(Task to complete): Restate all the data word for word and omit the pictures.

Items from a dataset:
------
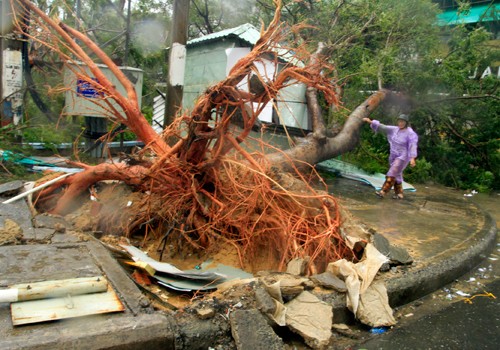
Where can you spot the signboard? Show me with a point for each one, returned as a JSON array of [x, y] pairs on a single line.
[[83, 98], [86, 89], [12, 84]]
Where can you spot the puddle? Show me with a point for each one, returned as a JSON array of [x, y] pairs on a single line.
[[427, 222]]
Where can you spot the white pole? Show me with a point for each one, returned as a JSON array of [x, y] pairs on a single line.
[[24, 194]]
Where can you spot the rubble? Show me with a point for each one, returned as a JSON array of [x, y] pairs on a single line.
[[329, 281], [396, 255], [298, 266], [311, 318], [251, 331]]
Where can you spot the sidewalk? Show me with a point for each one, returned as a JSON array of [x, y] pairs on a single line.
[[446, 235]]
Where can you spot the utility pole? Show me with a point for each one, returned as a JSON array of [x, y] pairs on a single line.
[[177, 60], [2, 33], [127, 35]]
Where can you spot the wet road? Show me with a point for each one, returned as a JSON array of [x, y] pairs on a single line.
[[432, 219], [459, 326]]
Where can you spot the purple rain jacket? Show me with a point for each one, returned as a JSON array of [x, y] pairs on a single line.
[[403, 147]]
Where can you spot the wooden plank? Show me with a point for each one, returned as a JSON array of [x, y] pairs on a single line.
[[35, 311], [59, 288]]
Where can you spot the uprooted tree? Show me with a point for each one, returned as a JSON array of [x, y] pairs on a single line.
[[203, 183]]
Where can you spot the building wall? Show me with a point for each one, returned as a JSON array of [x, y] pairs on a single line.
[[205, 66]]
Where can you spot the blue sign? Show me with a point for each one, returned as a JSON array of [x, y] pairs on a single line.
[[86, 89]]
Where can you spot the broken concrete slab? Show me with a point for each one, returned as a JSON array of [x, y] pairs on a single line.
[[10, 189], [135, 328], [329, 281], [205, 313], [265, 302], [396, 255], [18, 212], [298, 266], [311, 318], [51, 221], [374, 309], [289, 285], [251, 331], [11, 233]]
------
(Written reply):
Where can you spot the signboard? Show me with a point for each one, returned as a JSON array of [x, y] pairs on a single line.
[[83, 98], [86, 89], [12, 84]]
Where can you spot the puddle? Show me with a point for each one, returned as a JSON array of [x, y] pairs on a single line.
[[427, 222]]
Where can you spot the white pole? Show me with a point for each one, returned as a JSON array of [x, y] pairs on a single line.
[[24, 194]]
Where can you spot the rubble? Show me with a point for each one, returned as a JSON array of [x, y] pairs on a single line.
[[329, 281], [396, 255], [298, 266], [311, 318], [251, 331]]
Where can you spot the sidewalk? Show me with a point for each one, returned as a JSON array of [x, y] pairs on a single line.
[[446, 235]]
Where can you spot the utility pole? Show me with a point for each one, returned as a JSON array of [x, y] pairs on a single line.
[[177, 60], [2, 33], [127, 35]]
Where can you spot the wet road? Show me with a point for each one, returned as a JSON array of [x, y] pairs on a single line.
[[432, 219], [459, 326]]
Where can you spot the purple rain jacket? Show me with a point for each one, returned as a JSON array of [x, y] pairs on a single line.
[[403, 147]]
Where can you spot the wooden plank? Show me with a point for each one, returned as a JSON array of [x, y] pairs on a single line.
[[35, 311], [59, 288]]
Where can you spot the uprooted tree? Show me with a point for each one, returned as a JSON array of [x, y] pairs on a single line.
[[203, 183]]
Where can you spot the building wall? Show me with a point for each one, returned as a JSON array of [x, y] pairs on a single line.
[[205, 66]]
Where can you spot the blue sign? Show me with a point for each one, returned as a JSON array of [x, y] pairs on a single line.
[[86, 89]]
Where can you spot the broken concrete slab? Show me with a point for each one, returned as a JSON array of [x, y] pairs on a single line.
[[10, 189], [135, 328], [329, 281], [205, 313], [265, 302], [396, 255], [18, 212], [298, 266], [311, 318], [51, 221], [374, 309], [289, 285], [251, 331], [11, 233]]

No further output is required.